=== Document text ===

Why parole hearings were crucial in deciding to meet my offender
This is a blog by our Ambassador, Nick Dawson.
I am writing this shortly after attending a prison parole hearing for one of the two offenders who murdered my twin brother. It feels like the end of a chapter in our long journey of living with the murder of our beautiful Simon. We’ve been attending parole hearings as a family for the last 13 years – its now been 27 years since Simon was murdered. We have just learned that the second offender (Carl) has finally been released, and I think now this particular chapter of our journey will come to a close – or at least I hope it does. We are ready. Now both of Simon’s murderers are living free lives out of prison.
Simon is my identical twin brother, he is my mirror image. He was taken away from us following a chance encounter and totally random brutal attack in August 1998 after a night out. We were 30 years old. Two young teenagers were sentenced to life imprisonment for his murder in 1999.
We first started attending parole hearings for Simon’s two murderers in 2012, 14 years after the crime. As each hearing came up, we would be invited into their respective prisons to read out our victim personal statements (VPS) – something we always really wanted to do as a family. One by one we would walk into a room deep inside each prison to face the offender across a table, face to face, eye to eye. Breathing the same air. The silence is deafening as you are directed to speak by the parole chair. The emotion is raw. The heart feels like it is going to thump out of your chest. And then you read out the words of hurt directly in front of and to the offender, looking them in the eye, barely two feet from their face. It’s the most amazing piece of power given to the victim for a fleeting few seconds/minute or so. One by one – mum, dad, and I – we walk into to the hearing to speak for Simon, to say our piece. Then we walk out. No dialogue, you walk in, you speak, you walk out.
I attended Craig’s parole hearing in 2014 – he was the younger of the two offenders, but we always thought of him as the intelligent one, and the ring-leader of the attack on Simon. As I walked in I noticed he was holding a tissue tightly in his hand, tears rolling down his face – he had just heard my mum’s desperately harrowing VPS. I looked at his emotions and said my piece, the words of hurt hitting him hard just like those of my mum and dad. Then as I was leaving, an unexpected feeling. I looked further at Craig as I got up to walk out and felt in that moment that I wanted to reach out to him. So many what if’s rifling through my head. Maybe he wasn’t the monster I always thought he was, maybe he and I could talk. Monsters don’t cry do they?

=== Given records ===

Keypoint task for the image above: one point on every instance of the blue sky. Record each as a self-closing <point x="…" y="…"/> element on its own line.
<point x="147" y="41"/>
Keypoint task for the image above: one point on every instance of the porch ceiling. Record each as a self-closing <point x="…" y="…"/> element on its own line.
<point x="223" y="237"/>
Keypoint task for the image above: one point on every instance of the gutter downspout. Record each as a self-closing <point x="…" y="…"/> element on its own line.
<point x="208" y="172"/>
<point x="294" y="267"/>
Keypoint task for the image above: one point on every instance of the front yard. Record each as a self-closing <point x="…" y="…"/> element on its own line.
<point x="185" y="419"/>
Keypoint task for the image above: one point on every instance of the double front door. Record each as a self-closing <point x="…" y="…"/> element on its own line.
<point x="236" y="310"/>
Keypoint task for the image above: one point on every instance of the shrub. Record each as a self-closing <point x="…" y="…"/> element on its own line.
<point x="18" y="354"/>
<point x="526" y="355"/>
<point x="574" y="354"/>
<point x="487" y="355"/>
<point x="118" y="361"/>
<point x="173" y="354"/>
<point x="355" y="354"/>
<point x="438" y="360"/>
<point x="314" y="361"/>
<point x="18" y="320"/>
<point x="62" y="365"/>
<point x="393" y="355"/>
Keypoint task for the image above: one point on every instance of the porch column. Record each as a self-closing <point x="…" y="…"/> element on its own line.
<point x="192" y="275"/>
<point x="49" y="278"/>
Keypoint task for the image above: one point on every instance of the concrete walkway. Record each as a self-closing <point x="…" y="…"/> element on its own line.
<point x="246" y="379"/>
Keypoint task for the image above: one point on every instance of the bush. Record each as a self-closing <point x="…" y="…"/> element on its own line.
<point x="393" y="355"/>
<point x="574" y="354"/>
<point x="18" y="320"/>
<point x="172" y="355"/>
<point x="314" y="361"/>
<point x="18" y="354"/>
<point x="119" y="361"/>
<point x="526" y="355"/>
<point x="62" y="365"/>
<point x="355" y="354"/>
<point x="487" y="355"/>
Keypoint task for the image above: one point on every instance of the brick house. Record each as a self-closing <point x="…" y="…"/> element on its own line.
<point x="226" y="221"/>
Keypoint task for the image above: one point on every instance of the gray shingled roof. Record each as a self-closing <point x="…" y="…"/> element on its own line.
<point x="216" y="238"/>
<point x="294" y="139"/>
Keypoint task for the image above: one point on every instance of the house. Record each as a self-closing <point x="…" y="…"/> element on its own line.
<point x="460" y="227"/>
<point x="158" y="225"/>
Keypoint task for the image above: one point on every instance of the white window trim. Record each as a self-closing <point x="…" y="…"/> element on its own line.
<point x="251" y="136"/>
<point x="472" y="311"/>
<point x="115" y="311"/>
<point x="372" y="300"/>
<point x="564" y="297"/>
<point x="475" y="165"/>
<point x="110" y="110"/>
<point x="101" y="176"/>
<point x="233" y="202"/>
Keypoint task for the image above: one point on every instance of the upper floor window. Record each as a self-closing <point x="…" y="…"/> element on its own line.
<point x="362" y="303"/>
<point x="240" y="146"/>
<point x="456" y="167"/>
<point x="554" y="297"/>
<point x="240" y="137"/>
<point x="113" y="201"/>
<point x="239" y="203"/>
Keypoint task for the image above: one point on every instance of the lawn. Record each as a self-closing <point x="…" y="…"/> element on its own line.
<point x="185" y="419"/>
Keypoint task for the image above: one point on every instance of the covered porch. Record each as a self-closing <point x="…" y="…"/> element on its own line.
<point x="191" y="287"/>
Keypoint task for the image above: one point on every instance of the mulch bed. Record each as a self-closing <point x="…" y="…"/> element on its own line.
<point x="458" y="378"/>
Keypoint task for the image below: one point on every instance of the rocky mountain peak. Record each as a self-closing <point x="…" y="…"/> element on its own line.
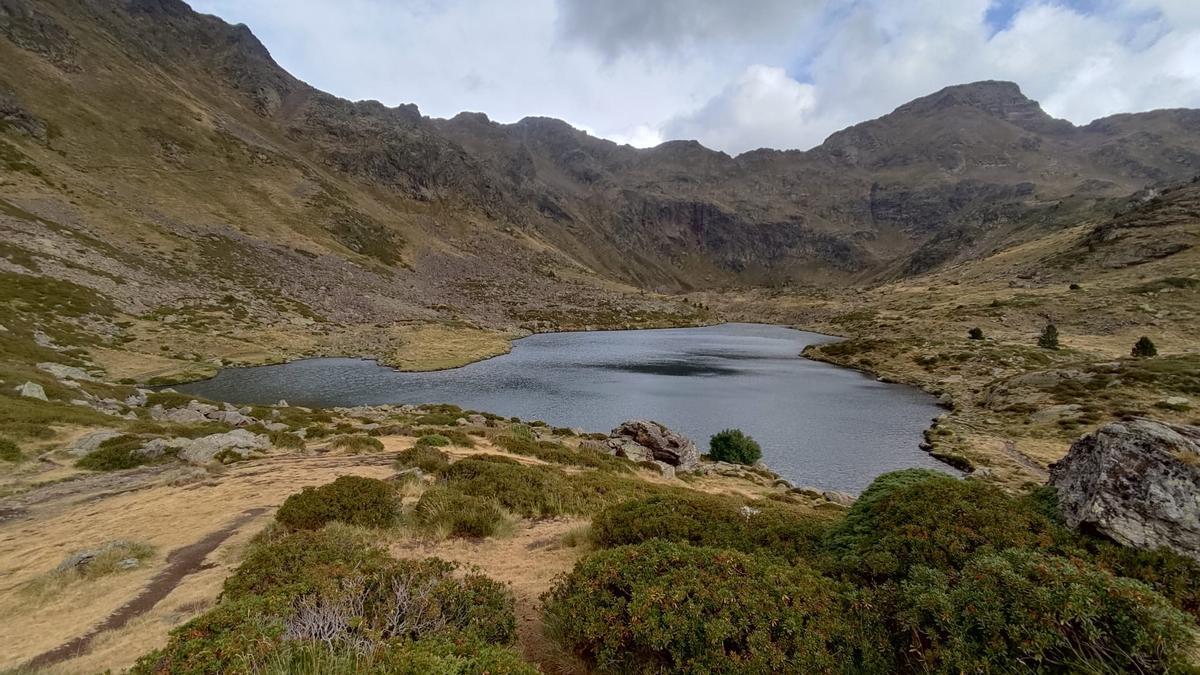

===

◆ The tasks
A: Answer these questions using the blog on parole hearings:
(i) How many years have passed since Simon was murdered?
(ii) In what year did the family first attend parole hearings for Simon's murderers?
(iii) Whose parole hearing did the writer attend in 2014?
B: In one to three sentences, explain why the writer felt he wanted to reach out to Craig, according to the blog on parole hearings.
C: Go on with the blog on parole hearings from the point where it stops.

◆ Written answers
A:
(i) 27 years.
(ii) 2012.
(iii) Craig's.

B: When the writer entered the hearing, Craig was holding a tissue with tears rolling down his face after hearing the writer's mother's statement. Seeing this, the writer wondered whether Craig might not be the monster he had always believed, and whether the two of them could talk.

C:
A strange, truly unexpected desire to connect with the person who was the last to see Simon alive. Almost as if Craig had shed the cloak of horror in that moment, a cloak I always thought he wore. I nodded to Craig as I left the room in acknowledgement, and to thank him for listening – it felt the right thing to do. I walked out with a real sense of unfinished business. Maybe there could be dialogue between us. Maybe now is the time. Maybe he is ready? Maybe I am ready?
The rest is history. I did eventually go on to meet Craig in a very powerful RJ conference held in HMP Woodhill, near Milton Keynes – about a year later. A truly transformational event in both our lives.
Looking back on this now years later, attending parole hearings in person and seeing the offender face to face in the same room was hugely significant. I don’t know if I would have ever accessed RJ had I not seen Craig that day in the prison. It was also a time when I first heard about Restorative Justice, and started to understand what it could do for us as a family. The parole hearings had opened my mind to possibility, to healing and reconciliation. Up until that point, the thought of giving ‘air time’ to one of my brothers killers had been unthinkable.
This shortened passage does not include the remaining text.